* **COMPLETE THE FOLLOWING**:
(a) According to the hearing transcript, why does Mr. Olujic say Mr. Stojic cannot contradict the point the judge raises? Answer in one to three sentences.
(b) Reproduce word for word everything in the hearing transcript from "12 the opposing" down to "ahead of them.".

* **PASSAGE**:
====

1 JUDGE ORIE: Yes. Let's just assume that Mr. Stojic would want

2 you to contradict that.

3 MR. OLUJIC: [Interpretation] We can put that forward as a

4 hypothesis, but it's not possible because Mr. Stojic cannot do so in view

5 of the defence we have been constructing for a full five months now.

6 JUDGE ORIE: Yes. Well, thank you for those answers.

7 When you say having one counsel is the best way of ensuring that

8 the two clients are not asked to be witnesses against each other, what's

9 the -- what do I have to understand by that if it would turn out to be

10 favourable for one of your clients that the other would testify?

11 MR. OLUJIC: [Interpretation] By this I mean, first of all, what

12 the opposing side wants in every trial, and that is to prove their case by

13 entering into an agreement, adding a number of arguments that the

14 Prosecution wishes to put forward in the judgement of the Court. That's

15 what I meant. And with the knowledge gained in both cases, I will be able

16 to help both clients to select what is best for them and what will give

17 them the best possible position in the trial that lies ahead of them.

18 That's what prompted me to write this.

19 JUDGE ORIE: So I do understand that by the best way of ensuring

20 that the two clients are not asked to be witnesses against each other,

21 that is that you consider being counsel of two accused the best way of

22 preventing them from entering into any agreement that would lead to

23 testimony to be given by your clients.

24 MR. OLUJIC: [Interpretation] The aim of both my clients is the

25 truth, not trade. Establishing the truth, not finding a way of strewing

Page 171

1 themselves with ashes and being punished but to prove the truth. We will

2 prove that both indictments do not hold water, and we will do so only with

3 the truth and nothing but the truth.

4 JUDGE ORIE: Thank you for that answer. You also use the argument

5 that one Judge in two cases would be a relevant issue. At least a

6 relevant element to consider. Could you explain to me why you think that

7 could have an impact on the existence or non-existence of a conflict of

8 interest?

====

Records
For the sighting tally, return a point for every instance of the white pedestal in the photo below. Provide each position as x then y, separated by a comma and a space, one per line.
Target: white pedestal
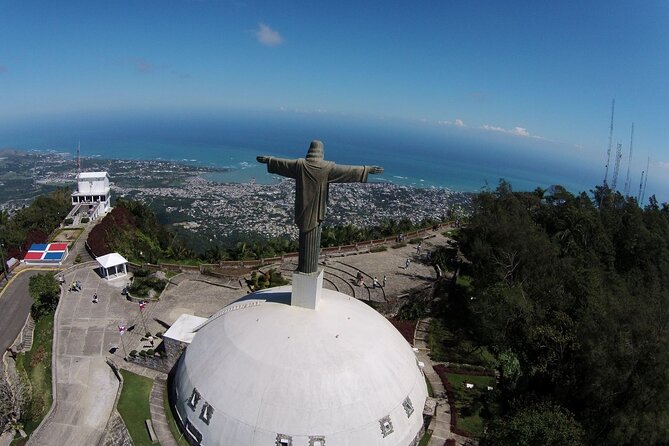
307, 289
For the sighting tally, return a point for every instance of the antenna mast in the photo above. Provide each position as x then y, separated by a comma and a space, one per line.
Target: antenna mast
619, 154
608, 152
645, 181
78, 160
628, 180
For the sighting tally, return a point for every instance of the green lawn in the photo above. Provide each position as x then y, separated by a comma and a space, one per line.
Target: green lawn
133, 405
470, 402
455, 346
35, 366
430, 390
176, 433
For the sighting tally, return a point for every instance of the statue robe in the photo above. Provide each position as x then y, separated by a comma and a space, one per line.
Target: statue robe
312, 184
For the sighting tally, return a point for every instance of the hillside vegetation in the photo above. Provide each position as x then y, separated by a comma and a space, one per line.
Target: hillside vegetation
571, 295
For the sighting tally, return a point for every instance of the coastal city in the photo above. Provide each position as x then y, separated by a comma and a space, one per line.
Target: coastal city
213, 212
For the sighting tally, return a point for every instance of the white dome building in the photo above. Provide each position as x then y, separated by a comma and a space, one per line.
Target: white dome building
263, 372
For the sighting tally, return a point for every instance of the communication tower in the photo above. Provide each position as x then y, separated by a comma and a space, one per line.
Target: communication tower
608, 151
619, 154
628, 180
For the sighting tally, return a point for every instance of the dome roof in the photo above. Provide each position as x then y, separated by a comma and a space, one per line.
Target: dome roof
262, 372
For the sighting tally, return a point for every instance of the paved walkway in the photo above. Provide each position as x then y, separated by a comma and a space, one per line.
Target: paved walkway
158, 417
86, 335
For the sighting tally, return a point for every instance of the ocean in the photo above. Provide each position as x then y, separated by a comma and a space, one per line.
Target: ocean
412, 153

====

* **RESULTS OF THE EXERCISE**:
(a) Mr. Olujic says Mr. Stojic cannot contradict it because of the defence that has been built for a full five months.

(b)
12 the opposing side wants in every trial, and that is to prove their case by

13 entering into an agreement, adding a number of arguments that the

14 Prosecution wishes to put forward in the judgement of the Court. That's

15 what I meant. And with the knowledge gained in both cases, I will be able

16 to help both clients to select what is best for them and what will give

17 them the best possible position in the trial that lies ahead of them.